PASSAGE GIVEN —
▼▼▼

Wildflowers – to pick or not to pick?

Some wise words from the wild plant conservation charity ‘Plantlife’….

“There is a prevalent sense that picking flowers is a bad thing.  Many of us are unsure what’s OK and what’s not and so err on the safe side.  Plantlife’s new code of conduct shows us that wild flowers don’t have to be out of bounds – and out of our lives.  We are very used to picking some species (daisies, dandelions and wild garlic) but there are other wild flowers that are commonplace and even increasing in number.

Rachel de Thame is keen to add, ‘What we know and love we are more likely to conserve. It’s about children starting a relationship with wild flowers. It’s in a child’s instinct to collect, but today that means collecting stickers, toys or those must-have gadgets. Yet it wasn’t so long ago that children were just as keen to collect wild flowers, whether it was to take a posy home, press them, or make petal perfume, they were part of children’s everyday life. We need to ensure that this next generation is just as engaged and passionate so they will understand why wild flowers need to be cherished and protected for not only the beauty they bring to our lives but for their vital role as life support to all our wildlife.’”  Hear hear!

▲▲▲

SUPPLIED MATERIAL —
▼▼▼

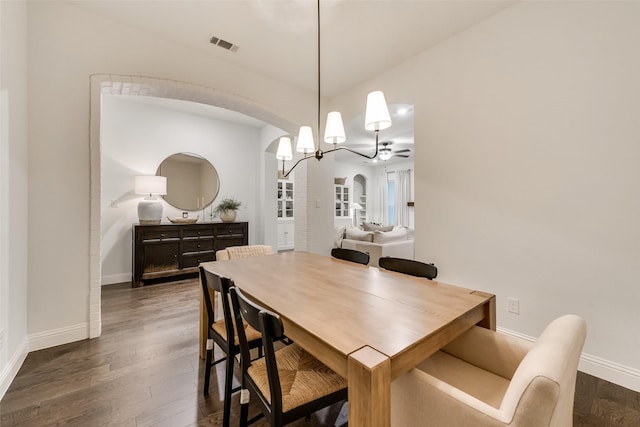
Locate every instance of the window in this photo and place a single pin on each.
(391, 200)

▲▲▲

PROBLEM SET —
1. In the wildflower-picking passage, which three species does it say we are very used to picking?
2. Please extend the wildflower-picking passage, carrying on from its final words.

FINAL RESULTS —
1. Daisies, dandelions and wild garlic.

2.
Plantlife’s “Code of Conduct” for picking wildflowers

“Eight things to remember when picking any of twelve wildflowers marked with the “Twelve to Pick” icon” (on 3 beautiful identification charts downloadable here) which are Dandelion, Daisy, Yarrow, Ox-eye Daisy, Cow Parsley, Buttercups, Meadowsweet, Common Knapweed, Common Dog Violet, Greater Stitchwort, Primrose, Red Campion. See also Mark Avery’s blog with photos of the 12 pickables here

  1. Make sure you’re not trespassing on any private land.
  2. Never pick flowers from nature reserves or any other protected sites (such as Sites of Special Scientific Interest) without prior permission from the landowner.
  3. Only pick from large patches of abundant flowers, leaving plenty of flowers for others to enjoy, to set seed, and to provide other wildlife with pollen, nectar, seed or shelter.
  4. Follow the one-in-twenty rule, picking one flower out of every twenty you find. You should never diminish the display.
  5. Only pick a small handful of flowers for personal use, you must never pick for commercial gain.
  6. Don’t trample other flowers or vegetation.
  7. Never uproot any plant unless you have the landowner’s permission, and be aware that some plants (listed on Schedule 8 of the Wildlife and Countryside Act) cannot be picked without a licence
  8. If in doubt, don’t pick. If you don’t know the identity of a plant, leave it where it is. Take a photograph instead and try and identify it at home first.

Plantlife is running the Great British Wildflower Hunt which, with its helpful ID tips, can give anyone the confidence to identify flowers. It will also provide Plantlife with much needed information about how well they are doing (also on first of the two links above).

Happy hunting now that spring has well and truly arrived!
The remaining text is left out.